En definitiva, que somos las palabras que decimos o las que callamos; ya sabe aquello de esclavo de tus palabras y dueño de tus silencios que lo mismo le adjudicamos a Aristóteles que a Shakespeare o a Goebbels, según el día. Eso fue lo que le pasó al ministro Escrivá que no tuvo su mejor día cuando habló de las pensiones de los baby boomer –generación en la que me incluyo y con la que me identifico más de lo que debiera- y se excusó diciendo que «se me entendió mal» porque no dijo lo que quería decir –o sí- y que todo «eran reflexiones en voz alta». Pues vaya. A las ruedas de prensa se va ya reflexionado, señor ministro, que luego pasa lo que pasa y volvemos al donde dije digo…

Y yo, mientras, no era esto lo que le quería contar. Interprete estos dos primeros párrafos, si quiere, como una reflexión en voz alta; al fin y al cabo, no soy ministra y puedo permitirme ese lujo. Pero sí le quería hablar del poder que tienen las palabras, y de cómo constituyen señas de identidad comunitarias. Usted lo sabe igual que yo, porque en los últimos meses habrá asistido a la reivindicación de las hablas andaluzas como marcas identitarias de lo que somos. Primero fue el acento de una Lola Flores de mentira, y luego el anuncio del supermercado de la esquina, que nos recuerda que hablamos el mismo idioma pero no la misma lengua. Es complicado de entender, pero todos lo entendemos. Hablamos español -como más de 580 millones de personas- y eso nos une, y nos conecta con una comunidad hispanohablante presente en los cinco continentes, pero nuestra lengua es distinta en cada sitio.

Ejercicio 1:
Resuma en dos oraciones el texto sobre el poder de las palabras.
Ejercicio 2:
Escriba la continuación del texto sobre el poder de las palabras a partir de su última oración.

Registros mostrados:
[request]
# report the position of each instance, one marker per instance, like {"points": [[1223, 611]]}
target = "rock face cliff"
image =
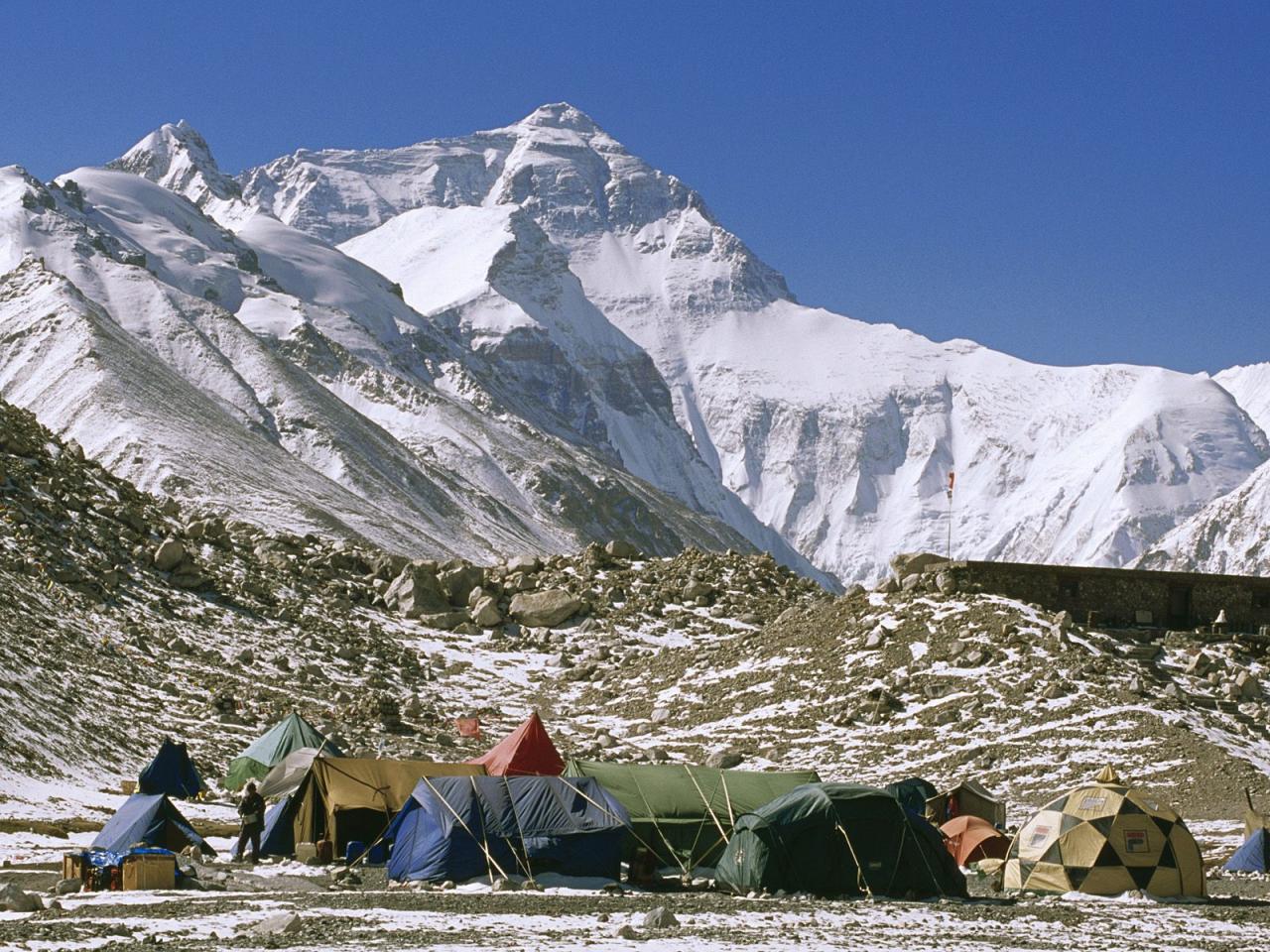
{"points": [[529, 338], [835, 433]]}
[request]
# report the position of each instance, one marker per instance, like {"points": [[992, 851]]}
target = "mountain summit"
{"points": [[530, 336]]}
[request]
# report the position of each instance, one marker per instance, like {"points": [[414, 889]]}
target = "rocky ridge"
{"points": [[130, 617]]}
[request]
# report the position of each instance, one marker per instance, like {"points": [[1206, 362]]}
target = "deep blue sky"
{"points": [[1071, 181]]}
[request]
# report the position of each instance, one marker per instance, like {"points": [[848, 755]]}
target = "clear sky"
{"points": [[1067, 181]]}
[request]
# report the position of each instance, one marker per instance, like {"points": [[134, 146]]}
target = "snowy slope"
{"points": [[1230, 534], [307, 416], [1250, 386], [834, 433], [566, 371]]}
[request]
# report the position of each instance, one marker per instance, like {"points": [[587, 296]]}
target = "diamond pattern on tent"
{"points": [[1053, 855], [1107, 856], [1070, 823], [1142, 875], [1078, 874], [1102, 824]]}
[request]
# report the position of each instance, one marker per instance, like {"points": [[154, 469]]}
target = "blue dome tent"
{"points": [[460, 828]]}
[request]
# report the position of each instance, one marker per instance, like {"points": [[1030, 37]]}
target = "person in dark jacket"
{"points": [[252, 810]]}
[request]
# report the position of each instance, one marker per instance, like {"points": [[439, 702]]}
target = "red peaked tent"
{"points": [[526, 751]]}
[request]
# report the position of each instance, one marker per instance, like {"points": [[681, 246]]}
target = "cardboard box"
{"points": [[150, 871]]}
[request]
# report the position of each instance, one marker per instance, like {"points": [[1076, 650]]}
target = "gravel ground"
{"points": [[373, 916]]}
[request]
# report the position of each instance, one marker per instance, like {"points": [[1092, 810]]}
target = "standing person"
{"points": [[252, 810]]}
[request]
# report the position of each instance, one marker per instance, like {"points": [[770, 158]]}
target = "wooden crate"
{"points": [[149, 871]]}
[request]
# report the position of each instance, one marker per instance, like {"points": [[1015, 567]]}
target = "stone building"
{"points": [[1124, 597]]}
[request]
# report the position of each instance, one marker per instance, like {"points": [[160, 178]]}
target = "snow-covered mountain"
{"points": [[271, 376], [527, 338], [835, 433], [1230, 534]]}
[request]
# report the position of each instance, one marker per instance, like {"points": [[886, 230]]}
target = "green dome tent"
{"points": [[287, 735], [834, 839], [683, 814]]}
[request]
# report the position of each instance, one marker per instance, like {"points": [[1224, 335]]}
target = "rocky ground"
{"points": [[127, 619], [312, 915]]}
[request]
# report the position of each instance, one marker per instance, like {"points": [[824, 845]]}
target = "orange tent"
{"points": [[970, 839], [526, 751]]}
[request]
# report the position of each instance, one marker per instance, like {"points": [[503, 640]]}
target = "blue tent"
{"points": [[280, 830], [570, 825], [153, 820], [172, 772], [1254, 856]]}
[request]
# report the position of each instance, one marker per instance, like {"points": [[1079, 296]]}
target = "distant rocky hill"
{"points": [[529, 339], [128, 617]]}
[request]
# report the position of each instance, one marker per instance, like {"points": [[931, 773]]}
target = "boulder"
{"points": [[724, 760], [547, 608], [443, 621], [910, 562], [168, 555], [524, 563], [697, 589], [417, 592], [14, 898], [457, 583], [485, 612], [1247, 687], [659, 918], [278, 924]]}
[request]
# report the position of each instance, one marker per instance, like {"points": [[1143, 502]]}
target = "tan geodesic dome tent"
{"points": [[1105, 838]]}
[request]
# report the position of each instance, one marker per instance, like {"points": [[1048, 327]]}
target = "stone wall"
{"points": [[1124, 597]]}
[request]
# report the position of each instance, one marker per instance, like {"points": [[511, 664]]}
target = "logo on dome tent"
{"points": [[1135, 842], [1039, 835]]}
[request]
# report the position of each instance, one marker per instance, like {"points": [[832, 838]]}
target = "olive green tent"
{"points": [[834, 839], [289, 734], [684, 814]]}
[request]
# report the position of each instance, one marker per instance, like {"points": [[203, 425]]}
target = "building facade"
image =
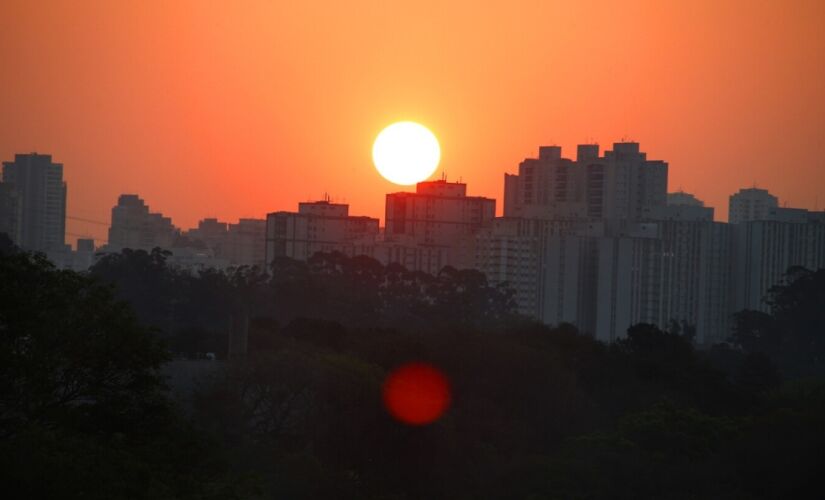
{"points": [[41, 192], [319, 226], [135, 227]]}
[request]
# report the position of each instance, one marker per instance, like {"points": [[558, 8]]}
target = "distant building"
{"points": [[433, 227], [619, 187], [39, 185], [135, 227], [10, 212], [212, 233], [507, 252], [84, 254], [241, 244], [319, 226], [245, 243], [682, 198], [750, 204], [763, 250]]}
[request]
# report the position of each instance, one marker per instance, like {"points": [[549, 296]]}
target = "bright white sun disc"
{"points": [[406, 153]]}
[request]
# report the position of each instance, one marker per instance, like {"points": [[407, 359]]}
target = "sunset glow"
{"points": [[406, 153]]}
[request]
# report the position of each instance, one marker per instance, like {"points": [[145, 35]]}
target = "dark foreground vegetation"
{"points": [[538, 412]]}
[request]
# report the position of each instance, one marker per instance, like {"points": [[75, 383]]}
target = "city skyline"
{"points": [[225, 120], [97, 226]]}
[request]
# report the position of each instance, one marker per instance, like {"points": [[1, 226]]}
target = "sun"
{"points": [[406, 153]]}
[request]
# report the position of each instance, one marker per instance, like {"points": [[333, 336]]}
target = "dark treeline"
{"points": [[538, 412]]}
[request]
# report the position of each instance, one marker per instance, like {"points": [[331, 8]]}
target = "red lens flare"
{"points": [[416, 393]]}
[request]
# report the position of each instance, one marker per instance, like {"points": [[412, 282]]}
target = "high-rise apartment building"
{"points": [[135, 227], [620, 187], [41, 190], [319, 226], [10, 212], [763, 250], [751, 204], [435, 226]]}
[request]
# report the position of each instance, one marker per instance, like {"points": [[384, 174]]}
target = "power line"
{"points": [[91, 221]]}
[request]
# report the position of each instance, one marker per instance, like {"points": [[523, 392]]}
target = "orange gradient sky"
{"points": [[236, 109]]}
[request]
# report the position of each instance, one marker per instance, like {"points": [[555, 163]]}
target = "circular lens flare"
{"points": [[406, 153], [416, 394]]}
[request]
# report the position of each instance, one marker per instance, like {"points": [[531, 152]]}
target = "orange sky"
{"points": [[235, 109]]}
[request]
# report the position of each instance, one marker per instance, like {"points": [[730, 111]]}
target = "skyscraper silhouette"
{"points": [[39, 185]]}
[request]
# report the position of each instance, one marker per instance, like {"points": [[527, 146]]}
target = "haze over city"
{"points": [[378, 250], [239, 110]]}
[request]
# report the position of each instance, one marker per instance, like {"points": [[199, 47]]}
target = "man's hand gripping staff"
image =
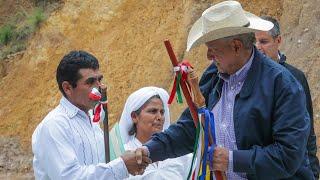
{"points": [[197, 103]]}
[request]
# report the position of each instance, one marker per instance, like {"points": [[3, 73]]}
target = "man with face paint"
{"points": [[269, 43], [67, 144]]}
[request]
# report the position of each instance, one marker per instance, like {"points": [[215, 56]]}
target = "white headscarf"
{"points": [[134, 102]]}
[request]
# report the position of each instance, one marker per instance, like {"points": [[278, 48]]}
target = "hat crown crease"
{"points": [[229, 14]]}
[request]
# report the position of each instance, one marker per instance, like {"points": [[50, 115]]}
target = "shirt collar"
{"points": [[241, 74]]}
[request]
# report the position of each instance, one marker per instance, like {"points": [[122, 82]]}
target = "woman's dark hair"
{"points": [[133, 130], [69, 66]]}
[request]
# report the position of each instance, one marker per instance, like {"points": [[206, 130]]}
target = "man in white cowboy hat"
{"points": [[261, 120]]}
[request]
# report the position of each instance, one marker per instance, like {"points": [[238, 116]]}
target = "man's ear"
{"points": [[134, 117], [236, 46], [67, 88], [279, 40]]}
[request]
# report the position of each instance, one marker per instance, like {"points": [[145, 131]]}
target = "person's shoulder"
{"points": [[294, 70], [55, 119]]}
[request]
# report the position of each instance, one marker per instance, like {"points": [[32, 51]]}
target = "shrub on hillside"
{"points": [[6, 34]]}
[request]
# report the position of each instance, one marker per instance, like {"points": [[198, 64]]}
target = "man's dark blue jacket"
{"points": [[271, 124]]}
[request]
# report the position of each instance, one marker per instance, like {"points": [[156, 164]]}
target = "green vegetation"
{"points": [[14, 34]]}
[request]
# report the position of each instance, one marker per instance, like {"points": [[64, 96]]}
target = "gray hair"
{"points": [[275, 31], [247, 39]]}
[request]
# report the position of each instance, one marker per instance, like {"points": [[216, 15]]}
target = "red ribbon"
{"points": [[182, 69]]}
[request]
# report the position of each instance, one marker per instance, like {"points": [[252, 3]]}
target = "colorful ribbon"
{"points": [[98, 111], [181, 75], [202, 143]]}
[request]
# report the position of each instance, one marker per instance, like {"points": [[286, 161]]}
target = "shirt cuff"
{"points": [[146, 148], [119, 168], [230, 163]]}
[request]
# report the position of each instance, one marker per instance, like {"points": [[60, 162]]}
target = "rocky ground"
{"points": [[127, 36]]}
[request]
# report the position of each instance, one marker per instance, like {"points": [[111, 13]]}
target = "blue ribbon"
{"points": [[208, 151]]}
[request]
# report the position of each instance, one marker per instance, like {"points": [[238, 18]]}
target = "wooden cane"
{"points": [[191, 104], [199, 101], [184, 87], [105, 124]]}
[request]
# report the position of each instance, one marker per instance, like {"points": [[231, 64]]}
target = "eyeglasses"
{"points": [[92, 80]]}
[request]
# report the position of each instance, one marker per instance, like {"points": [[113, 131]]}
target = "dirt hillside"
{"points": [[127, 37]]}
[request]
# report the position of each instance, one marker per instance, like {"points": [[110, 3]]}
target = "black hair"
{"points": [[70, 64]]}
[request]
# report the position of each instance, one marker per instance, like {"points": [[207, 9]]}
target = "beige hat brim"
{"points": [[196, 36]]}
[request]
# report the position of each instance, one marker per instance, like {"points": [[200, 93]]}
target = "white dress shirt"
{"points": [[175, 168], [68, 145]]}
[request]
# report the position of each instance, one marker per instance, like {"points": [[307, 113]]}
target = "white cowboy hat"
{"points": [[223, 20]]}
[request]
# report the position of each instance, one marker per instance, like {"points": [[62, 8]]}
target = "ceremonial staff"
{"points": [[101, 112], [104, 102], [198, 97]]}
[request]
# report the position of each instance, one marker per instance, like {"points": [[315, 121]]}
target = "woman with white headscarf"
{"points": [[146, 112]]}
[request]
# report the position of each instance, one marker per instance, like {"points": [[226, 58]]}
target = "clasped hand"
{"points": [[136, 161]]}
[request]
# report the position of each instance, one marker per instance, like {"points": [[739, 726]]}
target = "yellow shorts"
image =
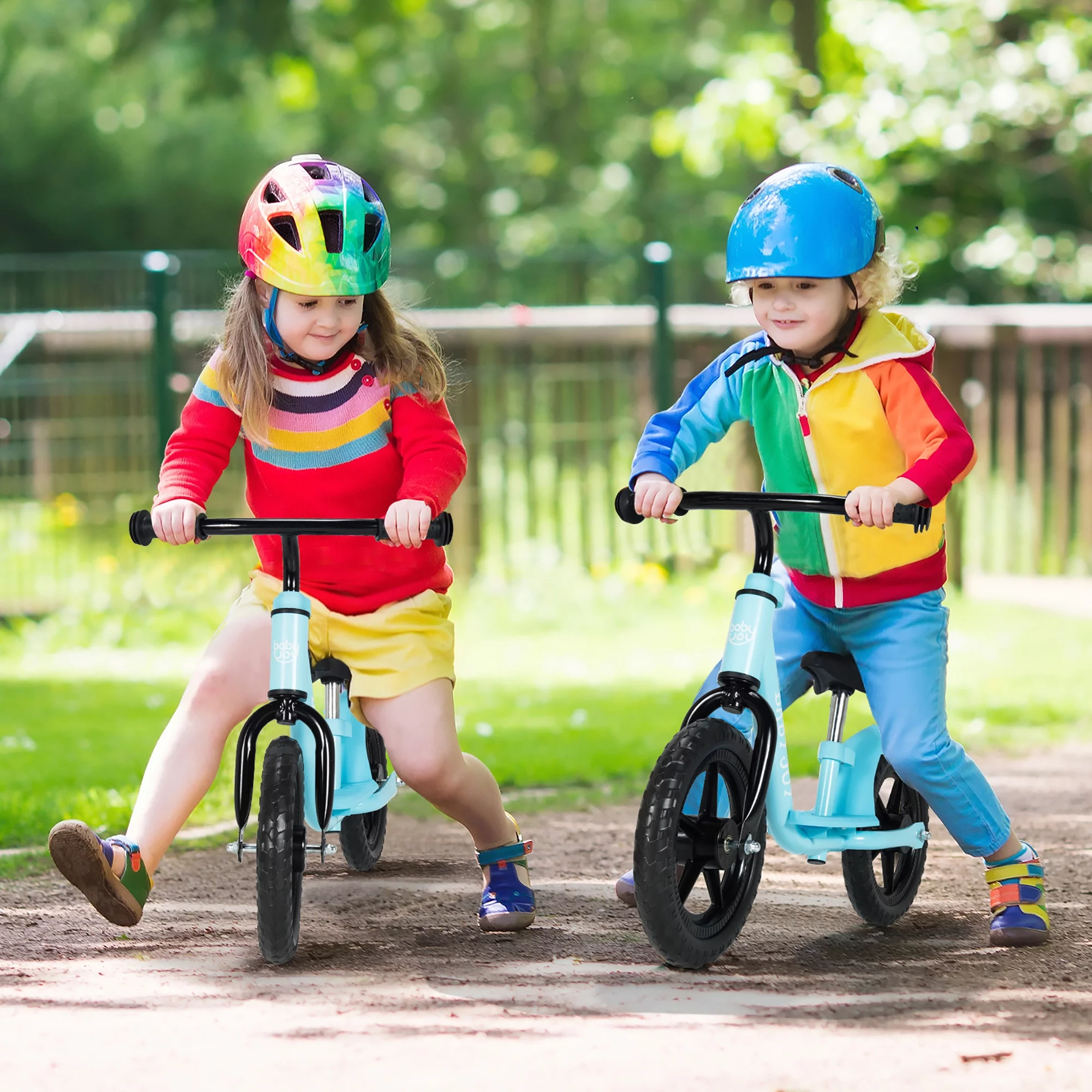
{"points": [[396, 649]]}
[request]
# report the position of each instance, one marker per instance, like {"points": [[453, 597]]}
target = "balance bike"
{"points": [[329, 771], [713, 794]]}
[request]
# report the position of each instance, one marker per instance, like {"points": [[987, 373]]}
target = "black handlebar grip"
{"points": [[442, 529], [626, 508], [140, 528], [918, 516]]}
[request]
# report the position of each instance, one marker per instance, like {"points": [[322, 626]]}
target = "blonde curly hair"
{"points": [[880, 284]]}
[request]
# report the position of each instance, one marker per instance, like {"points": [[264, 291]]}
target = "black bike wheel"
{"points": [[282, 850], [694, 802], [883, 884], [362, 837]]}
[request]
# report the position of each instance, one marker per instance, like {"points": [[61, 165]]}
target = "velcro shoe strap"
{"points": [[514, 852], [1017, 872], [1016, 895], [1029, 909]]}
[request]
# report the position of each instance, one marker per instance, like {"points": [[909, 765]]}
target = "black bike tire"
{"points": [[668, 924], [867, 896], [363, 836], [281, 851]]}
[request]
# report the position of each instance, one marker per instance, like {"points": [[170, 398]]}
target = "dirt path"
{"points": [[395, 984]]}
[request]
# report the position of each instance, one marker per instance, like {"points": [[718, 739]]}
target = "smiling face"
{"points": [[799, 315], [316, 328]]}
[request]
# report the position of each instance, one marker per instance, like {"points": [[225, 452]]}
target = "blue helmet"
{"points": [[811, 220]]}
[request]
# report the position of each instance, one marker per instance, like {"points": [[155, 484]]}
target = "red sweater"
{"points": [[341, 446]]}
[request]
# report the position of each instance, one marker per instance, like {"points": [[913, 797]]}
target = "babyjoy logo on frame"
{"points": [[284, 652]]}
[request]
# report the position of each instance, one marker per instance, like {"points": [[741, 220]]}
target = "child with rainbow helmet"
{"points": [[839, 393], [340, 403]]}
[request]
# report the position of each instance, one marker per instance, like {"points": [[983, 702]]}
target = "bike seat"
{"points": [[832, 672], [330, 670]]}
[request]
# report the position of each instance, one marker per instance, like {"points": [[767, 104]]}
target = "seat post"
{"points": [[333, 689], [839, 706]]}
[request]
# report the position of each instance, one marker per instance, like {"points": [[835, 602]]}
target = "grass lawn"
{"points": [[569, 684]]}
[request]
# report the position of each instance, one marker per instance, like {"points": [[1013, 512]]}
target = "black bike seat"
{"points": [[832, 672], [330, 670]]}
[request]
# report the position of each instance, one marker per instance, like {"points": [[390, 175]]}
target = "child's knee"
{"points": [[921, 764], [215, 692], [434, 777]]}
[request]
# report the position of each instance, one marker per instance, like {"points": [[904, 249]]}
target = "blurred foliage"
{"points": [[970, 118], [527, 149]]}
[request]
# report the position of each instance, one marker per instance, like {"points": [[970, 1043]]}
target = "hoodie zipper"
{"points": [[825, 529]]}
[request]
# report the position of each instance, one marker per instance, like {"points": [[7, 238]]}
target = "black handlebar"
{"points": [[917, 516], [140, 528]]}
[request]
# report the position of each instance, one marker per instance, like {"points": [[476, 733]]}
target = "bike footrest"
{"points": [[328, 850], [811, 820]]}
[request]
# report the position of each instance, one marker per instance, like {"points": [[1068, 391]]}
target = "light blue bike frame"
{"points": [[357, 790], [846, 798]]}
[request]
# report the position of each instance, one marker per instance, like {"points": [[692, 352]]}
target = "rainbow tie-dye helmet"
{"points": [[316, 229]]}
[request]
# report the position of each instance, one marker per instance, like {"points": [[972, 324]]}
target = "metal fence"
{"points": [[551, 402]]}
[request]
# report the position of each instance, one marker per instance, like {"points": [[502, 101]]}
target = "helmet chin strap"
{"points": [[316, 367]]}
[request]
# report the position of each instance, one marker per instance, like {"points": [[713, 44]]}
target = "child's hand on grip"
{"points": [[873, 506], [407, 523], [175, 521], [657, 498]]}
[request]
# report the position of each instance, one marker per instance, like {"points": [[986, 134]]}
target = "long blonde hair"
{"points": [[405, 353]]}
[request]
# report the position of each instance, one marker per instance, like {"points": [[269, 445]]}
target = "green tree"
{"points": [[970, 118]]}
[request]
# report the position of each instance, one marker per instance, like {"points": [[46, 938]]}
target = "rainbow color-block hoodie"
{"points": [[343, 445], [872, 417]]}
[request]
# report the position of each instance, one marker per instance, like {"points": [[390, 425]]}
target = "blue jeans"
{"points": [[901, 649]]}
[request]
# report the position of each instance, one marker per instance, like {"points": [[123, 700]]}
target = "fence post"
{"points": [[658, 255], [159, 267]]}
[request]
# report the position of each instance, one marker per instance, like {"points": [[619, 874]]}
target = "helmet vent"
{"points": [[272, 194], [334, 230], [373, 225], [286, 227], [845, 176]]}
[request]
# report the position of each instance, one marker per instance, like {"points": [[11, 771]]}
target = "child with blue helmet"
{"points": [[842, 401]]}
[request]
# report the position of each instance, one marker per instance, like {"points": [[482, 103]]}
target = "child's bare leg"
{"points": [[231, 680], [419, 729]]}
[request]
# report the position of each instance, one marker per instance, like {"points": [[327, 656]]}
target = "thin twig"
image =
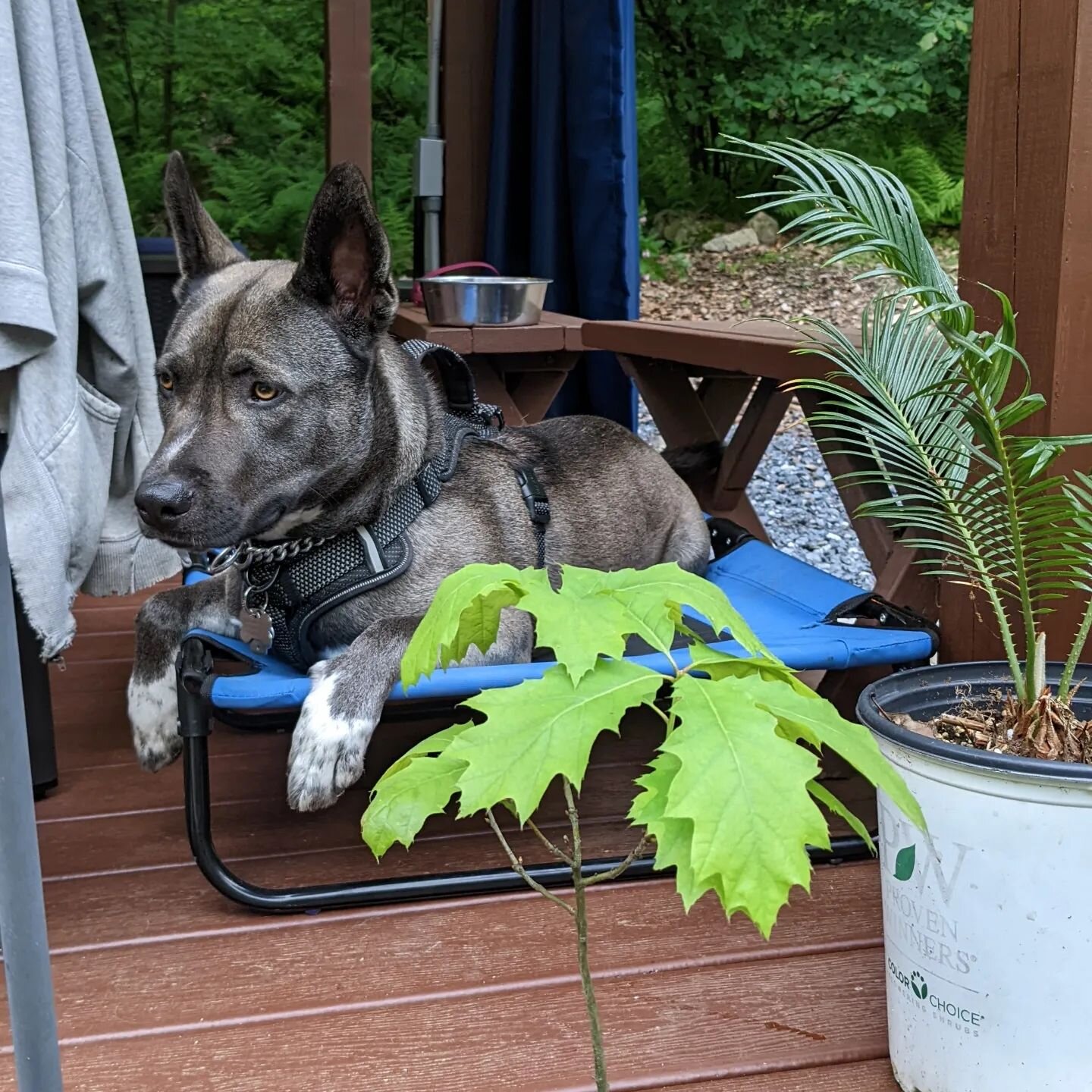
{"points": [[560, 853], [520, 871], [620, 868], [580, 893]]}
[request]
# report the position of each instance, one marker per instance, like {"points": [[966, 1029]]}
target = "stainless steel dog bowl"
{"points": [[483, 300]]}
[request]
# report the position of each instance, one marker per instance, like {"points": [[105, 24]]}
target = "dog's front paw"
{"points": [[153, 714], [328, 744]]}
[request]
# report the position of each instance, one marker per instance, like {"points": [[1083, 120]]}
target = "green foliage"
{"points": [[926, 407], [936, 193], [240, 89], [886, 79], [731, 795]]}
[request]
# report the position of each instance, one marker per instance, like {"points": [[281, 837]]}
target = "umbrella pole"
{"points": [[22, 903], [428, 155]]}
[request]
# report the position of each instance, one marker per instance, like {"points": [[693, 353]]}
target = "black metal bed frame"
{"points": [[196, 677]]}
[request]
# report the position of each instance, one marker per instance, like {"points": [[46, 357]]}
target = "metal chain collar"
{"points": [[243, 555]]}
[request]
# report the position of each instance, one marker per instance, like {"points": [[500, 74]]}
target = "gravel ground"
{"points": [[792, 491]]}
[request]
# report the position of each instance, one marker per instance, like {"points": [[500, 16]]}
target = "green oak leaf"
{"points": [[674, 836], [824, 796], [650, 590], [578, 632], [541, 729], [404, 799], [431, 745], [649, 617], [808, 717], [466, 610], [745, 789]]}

Resolución 1:
El texto sostiene que somos las palabras que decimos o callamos y reprocha al ministro Escrivá que, tras hablar de las pensiones de los baby boomer, alegara que se le entendió mal y que todo eran reflexiones en voz alta. A continuación aborda el poder de las palabras como señas de identidad comunitarias, menciona la reciente reivindicación de las hablas andaluzas y afirma que el español une a más de 580 millones de personas, aunque la lengua es distinta en cada sitio.

Resolución 2:
De eso va, precisamente, la candidatura de Cádiz como sede del X Congreso Internacional de la Lengua Española que lidera el Ayuntamiento –a instancias de la APC que tuvo la idea y emprendió hace un par de años el camino- y a la que se han unido ya más de cien instituciones, asociaciones y colectivos, tanto internacionales como de nuestro propio país. Nuestra manera de hablar nos define, pero no por el acento ni siquiera por la fonética, nos define por el vocabulario que conforma nuestro imaginario colectivo y nos conecta con nuestra historia, con nuestra cultura, con nuestras tradiciones, exportando al resto del mundo una nueva manera de expresar el comercio, la justicia, el periodismo… a nadie se le escapa que muchos de los términos que aparecen en el Diccionario de la Academia Española nacieron aquí, aquí crecieron y fueron a desarrollarse al otro lado del Atlántico, y muchos volvieron, con otro acento y hasta con otro significado para reproducirse en esta orilla y, a veces, para morir, o simplemente, para vivir en el recuerdo, o para quedarse en los libros.

Porque decía García Márquez que «la vida no es la que uno vivió, sino la que uno recuerda, y cómo la recuerda para contarla». Y de contadores de historias va nuestra Feria del Libro, que inauguraba el pasado viernes Juan Bonilla, y que vuelve a demostrar que es la feria del libro más bonita del planeta –me encanta la hipérbole- incluso en pleno mes de julio.

Una feria con un cartel de lujo y dedicada a nuestra lengua, a la lengua española, a nuestras palabras, con las que se han tejido y trenzado miles de libros que nos aguardan en el baluarte de la Candelaria. Miles de historias que conocer y que reconocer, porque la literatura es simplemente eso, un arte que nos permite reconocernos y establecer puentes con el pasado que no recordamos y con el futuro que ni siquiera intuimos.

El baluarte de la Candelaria se convierte, durante una semana, en el bálsamo que necesitamos en estos momentos, porque si hacemos caso a aquello de “una palabra tuya bastará para sanarme”, cientos, miles de palabras servirán para curar –casi-definitivamente esa herida invisible causada por el virus y que tanto daño ha hecho en el sector de libreros, editores, escritores… No lo piense mucho, vaya a la Feria del Libro, piérdase entre las casamatas y escuche a los autores. Escuche sus palabras, que son las mismas que empleamos a diario y son distintas cada vez que las leemos.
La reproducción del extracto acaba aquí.